:: Task to carry out ::
Extract every entry word for word. Skip the pictures.

:: Dataset records ::
========================================================================
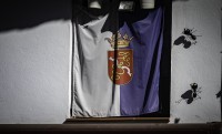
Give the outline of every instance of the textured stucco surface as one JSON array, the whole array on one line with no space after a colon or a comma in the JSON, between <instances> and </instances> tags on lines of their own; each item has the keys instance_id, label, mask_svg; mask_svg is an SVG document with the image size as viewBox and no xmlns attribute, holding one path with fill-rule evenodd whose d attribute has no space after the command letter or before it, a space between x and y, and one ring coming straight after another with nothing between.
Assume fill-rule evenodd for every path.
<instances>
[{"instance_id":1,"label":"textured stucco surface","mask_svg":"<svg viewBox=\"0 0 222 134\"><path fill-rule=\"evenodd\" d=\"M171 123L205 123L221 121L221 0L175 0L172 3L172 43L184 28L196 30L196 44L184 49L172 44ZM201 99L186 104L175 103L190 90L201 87Z\"/></svg>"},{"instance_id":2,"label":"textured stucco surface","mask_svg":"<svg viewBox=\"0 0 222 134\"><path fill-rule=\"evenodd\" d=\"M69 117L71 2L18 3L1 2L9 7L0 13L0 124L63 123Z\"/></svg>"}]
</instances>

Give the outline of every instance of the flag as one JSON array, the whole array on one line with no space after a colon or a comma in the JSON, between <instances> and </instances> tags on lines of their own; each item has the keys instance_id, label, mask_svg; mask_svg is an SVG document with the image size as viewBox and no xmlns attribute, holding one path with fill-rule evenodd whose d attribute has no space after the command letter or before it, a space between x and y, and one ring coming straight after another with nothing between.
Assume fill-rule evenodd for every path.
<instances>
[{"instance_id":1,"label":"flag","mask_svg":"<svg viewBox=\"0 0 222 134\"><path fill-rule=\"evenodd\" d=\"M162 8L133 23L123 20L118 32L102 31L114 25L107 23L110 12L92 17L83 8L75 10L79 13L73 19L72 116L158 112Z\"/></svg>"}]
</instances>

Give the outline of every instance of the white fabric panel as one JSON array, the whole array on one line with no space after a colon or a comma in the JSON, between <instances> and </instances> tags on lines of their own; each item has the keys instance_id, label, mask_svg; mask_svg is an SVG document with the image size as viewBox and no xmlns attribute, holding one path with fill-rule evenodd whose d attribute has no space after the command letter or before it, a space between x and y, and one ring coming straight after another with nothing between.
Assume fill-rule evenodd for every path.
<instances>
[{"instance_id":1,"label":"white fabric panel","mask_svg":"<svg viewBox=\"0 0 222 134\"><path fill-rule=\"evenodd\" d=\"M120 86L115 85L113 90L108 76L108 50L112 48L104 39L112 33L101 33L107 18L108 16L104 16L84 25L73 24L74 116L120 116ZM80 35L80 40L77 34Z\"/></svg>"}]
</instances>

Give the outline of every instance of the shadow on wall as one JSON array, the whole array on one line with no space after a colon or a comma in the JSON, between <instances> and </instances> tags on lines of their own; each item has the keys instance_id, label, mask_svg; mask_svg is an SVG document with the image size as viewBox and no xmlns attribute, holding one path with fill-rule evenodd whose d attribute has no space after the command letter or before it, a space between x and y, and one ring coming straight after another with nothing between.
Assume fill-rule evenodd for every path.
<instances>
[{"instance_id":1,"label":"shadow on wall","mask_svg":"<svg viewBox=\"0 0 222 134\"><path fill-rule=\"evenodd\" d=\"M172 1L173 1L173 2L174 2L174 1L183 1L183 2L185 2L185 1L189 1L189 0L172 0Z\"/></svg>"},{"instance_id":2,"label":"shadow on wall","mask_svg":"<svg viewBox=\"0 0 222 134\"><path fill-rule=\"evenodd\" d=\"M71 0L0 1L0 32L32 28L59 19L71 20Z\"/></svg>"}]
</instances>

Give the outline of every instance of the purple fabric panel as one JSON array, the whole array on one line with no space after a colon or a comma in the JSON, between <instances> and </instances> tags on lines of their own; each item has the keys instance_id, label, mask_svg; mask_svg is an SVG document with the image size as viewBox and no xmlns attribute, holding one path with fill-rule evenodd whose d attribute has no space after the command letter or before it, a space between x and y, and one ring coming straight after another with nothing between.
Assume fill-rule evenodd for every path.
<instances>
[{"instance_id":1,"label":"purple fabric panel","mask_svg":"<svg viewBox=\"0 0 222 134\"><path fill-rule=\"evenodd\" d=\"M132 24L134 35L127 23L120 29L121 33L135 37L129 47L133 49L133 79L120 86L120 112L123 116L159 110L162 18L163 11L159 8Z\"/></svg>"}]
</instances>

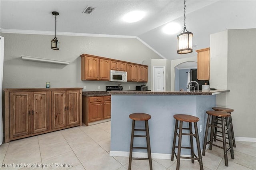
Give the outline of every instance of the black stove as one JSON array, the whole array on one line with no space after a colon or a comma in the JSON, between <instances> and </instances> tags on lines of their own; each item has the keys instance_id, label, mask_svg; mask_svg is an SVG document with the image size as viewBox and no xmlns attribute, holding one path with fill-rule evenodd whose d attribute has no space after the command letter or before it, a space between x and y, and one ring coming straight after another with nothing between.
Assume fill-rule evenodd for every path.
<instances>
[{"instance_id":1,"label":"black stove","mask_svg":"<svg viewBox=\"0 0 256 170\"><path fill-rule=\"evenodd\" d=\"M117 85L106 87L106 91L110 91L110 90L123 90L123 86L121 85Z\"/></svg>"}]
</instances>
========================================================================
:: Result of this exercise ::
Give the outline of every instance of the textured stucco surface as one JSON array, the whole array on one line with no space after a colon or a comma in the JSON, between <instances> and </instances> tags on lines of their own; each item has the keys instance_id, label, mask_svg; mask_svg is an SVG document with the image size as viewBox and no xmlns attribute, holding one path with fill-rule evenodd whose d attribute has no space after the command letter or before it, a space between x and y, and one ring coming straight after another with nothing between.
Assume fill-rule evenodd for every path.
<instances>
[{"instance_id":1,"label":"textured stucco surface","mask_svg":"<svg viewBox=\"0 0 222 134\"><path fill-rule=\"evenodd\" d=\"M171 123L205 123L221 121L221 0L175 0L172 3L172 43L184 28L196 30L196 44L184 49L172 44ZM201 99L186 104L175 103L190 90L201 87Z\"/></svg>"},{"instance_id":2,"label":"textured stucco surface","mask_svg":"<svg viewBox=\"0 0 222 134\"><path fill-rule=\"evenodd\" d=\"M69 117L71 2L18 3L1 2L9 7L0 13L0 124L63 123Z\"/></svg>"}]
</instances>

Give the outline of every instance of the flag as one JSON array, the whole array on one line with no space after a colon or a comma in the JSON, between <instances> and </instances> tags on lines of their own; each item has the keys instance_id, label, mask_svg; mask_svg is an SVG document with the image size as viewBox and no xmlns attribute, holding one path with fill-rule evenodd whose d attribute has no space after the command letter or before it, a space between x and y, and one ring coming straight after another with nothing between.
Assume fill-rule evenodd for every path.
<instances>
[{"instance_id":1,"label":"flag","mask_svg":"<svg viewBox=\"0 0 222 134\"><path fill-rule=\"evenodd\" d=\"M162 8L133 23L123 20L118 32L102 31L114 25L107 23L110 12L92 17L83 8L75 10L79 13L73 19L72 116L158 112Z\"/></svg>"}]
</instances>

Give the outline of every instance of the white fabric panel as one JSON array, the whole array on one line with no space after a colon or a comma in the JSON, between <instances> and </instances> tags on lines of their own; each item has the keys instance_id, label, mask_svg; mask_svg is an SVG document with the image size as viewBox and no xmlns attribute, holding one path with fill-rule evenodd whose d attribute has no space after the command letter or before it, a space between x and y, and one ring coming straight after another with nothing between.
Assume fill-rule evenodd for every path.
<instances>
[{"instance_id":1,"label":"white fabric panel","mask_svg":"<svg viewBox=\"0 0 222 134\"><path fill-rule=\"evenodd\" d=\"M120 86L115 85L113 90L108 76L108 50L112 48L104 39L112 33L101 33L107 18L108 16L104 16L84 25L73 24L74 116L120 116ZM80 35L80 40L77 34Z\"/></svg>"}]
</instances>

Give the outline of every instance of the shadow on wall as one JSON array, the whole array on one line with no space after a colon or a comma in the JSON, between <instances> and </instances> tags on lines of their own; each item has the keys instance_id, label, mask_svg; mask_svg is an SVG document with the image size as viewBox and no xmlns attribute, holding one path with fill-rule evenodd whose d attribute has no space after the command letter or before it, a space between x and y, and one ring coming straight after another with nothing between.
Assume fill-rule evenodd for every path.
<instances>
[{"instance_id":1,"label":"shadow on wall","mask_svg":"<svg viewBox=\"0 0 222 134\"><path fill-rule=\"evenodd\" d=\"M172 1L173 1L173 2L174 2L174 1L183 1L183 2L185 2L185 1L189 1L189 0L172 0Z\"/></svg>"},{"instance_id":2,"label":"shadow on wall","mask_svg":"<svg viewBox=\"0 0 222 134\"><path fill-rule=\"evenodd\" d=\"M71 0L0 1L0 32L32 28L59 19L71 20Z\"/></svg>"}]
</instances>

Give the outline of every instance of the purple fabric panel as one JSON array, the whole array on one line with no space after a colon or a comma in the JSON, between <instances> and </instances> tags on lines of their own; each item has the keys instance_id, label, mask_svg; mask_svg is an SVG document with the image size as viewBox and no xmlns attribute, holding one path with fill-rule evenodd whose d attribute has no space after the command letter or before it, a space between x and y, and one ring coming straight after another with nothing between.
Assume fill-rule evenodd for every path.
<instances>
[{"instance_id":1,"label":"purple fabric panel","mask_svg":"<svg viewBox=\"0 0 222 134\"><path fill-rule=\"evenodd\" d=\"M132 24L134 35L127 23L120 29L121 33L135 37L129 47L133 49L133 79L120 86L120 112L123 116L159 110L162 18L163 11L159 8Z\"/></svg>"}]
</instances>

Give the outline of every instance of the black stove as one JSON array, the whole array on one line with no space after a colon or a comma in the JSON, between <instances> and </instances> tags on lines of their own; each item has the keys instance_id, label, mask_svg; mask_svg is an SVG document with the image size as viewBox and no xmlns attribute, holding one path with fill-rule evenodd whose d attribute has no space after the command letter or before it, a space between x and y, and one ring coming straight after another with nothing between.
Assume fill-rule evenodd for every path.
<instances>
[{"instance_id":1,"label":"black stove","mask_svg":"<svg viewBox=\"0 0 256 170\"><path fill-rule=\"evenodd\" d=\"M117 85L106 87L106 91L110 91L110 90L123 90L123 86L121 85Z\"/></svg>"}]
</instances>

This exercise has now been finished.